All of the data must be printed exactly; please include every line.
━━━━━━━━━━━━━━━━━━━━
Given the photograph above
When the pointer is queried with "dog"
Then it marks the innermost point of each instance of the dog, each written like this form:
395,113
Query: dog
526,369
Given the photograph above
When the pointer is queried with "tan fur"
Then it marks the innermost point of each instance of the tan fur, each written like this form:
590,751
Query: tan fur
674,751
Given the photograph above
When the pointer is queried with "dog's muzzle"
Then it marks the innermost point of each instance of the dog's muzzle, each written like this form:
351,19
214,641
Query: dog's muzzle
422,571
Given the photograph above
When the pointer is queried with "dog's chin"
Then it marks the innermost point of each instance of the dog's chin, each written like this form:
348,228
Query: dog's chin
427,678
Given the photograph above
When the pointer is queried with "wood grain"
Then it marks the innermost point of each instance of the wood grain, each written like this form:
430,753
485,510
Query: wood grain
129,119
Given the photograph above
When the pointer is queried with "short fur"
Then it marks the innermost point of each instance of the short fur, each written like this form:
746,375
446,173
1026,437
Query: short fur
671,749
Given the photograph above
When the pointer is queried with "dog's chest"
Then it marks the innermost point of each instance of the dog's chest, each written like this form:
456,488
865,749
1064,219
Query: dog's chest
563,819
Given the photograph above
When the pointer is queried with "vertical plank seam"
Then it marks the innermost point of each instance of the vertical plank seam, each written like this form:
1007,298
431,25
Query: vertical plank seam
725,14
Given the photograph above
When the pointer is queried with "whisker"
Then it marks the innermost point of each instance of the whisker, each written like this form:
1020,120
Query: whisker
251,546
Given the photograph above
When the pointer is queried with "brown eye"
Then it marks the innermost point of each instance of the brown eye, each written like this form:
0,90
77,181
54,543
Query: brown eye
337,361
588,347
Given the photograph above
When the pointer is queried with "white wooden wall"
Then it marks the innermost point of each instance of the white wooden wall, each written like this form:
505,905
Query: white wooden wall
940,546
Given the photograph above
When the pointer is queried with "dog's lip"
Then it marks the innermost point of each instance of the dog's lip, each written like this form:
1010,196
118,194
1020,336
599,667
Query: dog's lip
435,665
━━━━━━━━━━━━━━━━━━━━
**Solution for this task:**
Given the photograph above
When the pointer is queried with "dog"
Then it marks the innermost point of each instance of the dog, each written like this form:
395,113
Query: dog
526,369
Given the photograph above
When the pointer is queried with "tan fur"
Then it marks the innermost point of each instance of the tan fur, each written like this form:
590,751
Query: tan fur
674,751
Given the photograph above
When the pointer is queried with "dog's muzzle"
Then it marks the innermost point of each instance of the dog's muzzle, each written like this form:
351,19
214,641
Query: dog's muzzle
422,571
Given the photograph above
When the pointer is queried with "dog's chin"
Then it marks the innermost point of each instance of the dog's chin, each written like this form:
348,228
Query: dog's chin
427,678
Given the photograph above
When the pointer is queried with "wood grain"
Then it marks the innermost point of each instance of the wood grain, each written like this form:
430,753
485,510
Query: wood grain
129,119
Given the photograph above
When the pointer is queried with "short fur"
Then it marks the innermost point of each instance of the short fur, each written like this form:
746,375
446,173
1026,437
Query: short fur
671,749
Given the photograph above
When the pointer is queried with "dog's chest"
Then it marks the innermost point of each instance of the dog's chest, each written like this form:
456,488
865,749
1064,219
Query: dog's chest
563,819
Given the photograph above
When the pointer is queried with "vertical plank seam"
Then it marks the innermost point of each instance of the vertical plank seam, each written like this form:
1007,298
431,25
Query: vertical plank seam
725,14
Given the photograph above
When the pointer is queried with "whisker"
Then it marks the innermost point of each instance of the whisker, each written like this form:
1020,120
Query: whisker
251,546
Given the photograph above
When the pointer is queried with "brown eye"
Then it marks the innermost point of each instance of the brown eye, each written like this form:
0,90
77,181
54,543
Query: brown eye
337,361
588,347
Given the photograph above
When the pointer is queried with "white wooden wall"
Then it marks the innermost point of each instance of the white wooden wall, each written like this form:
505,905
Query: white wooden wall
940,546
Given the photograph above
When the pointer is queried with "dog's lip"
Then it marks the innermost point of each instance of the dog's lip, each written like this form:
1010,196
118,194
1020,336
599,667
Query: dog's lip
435,665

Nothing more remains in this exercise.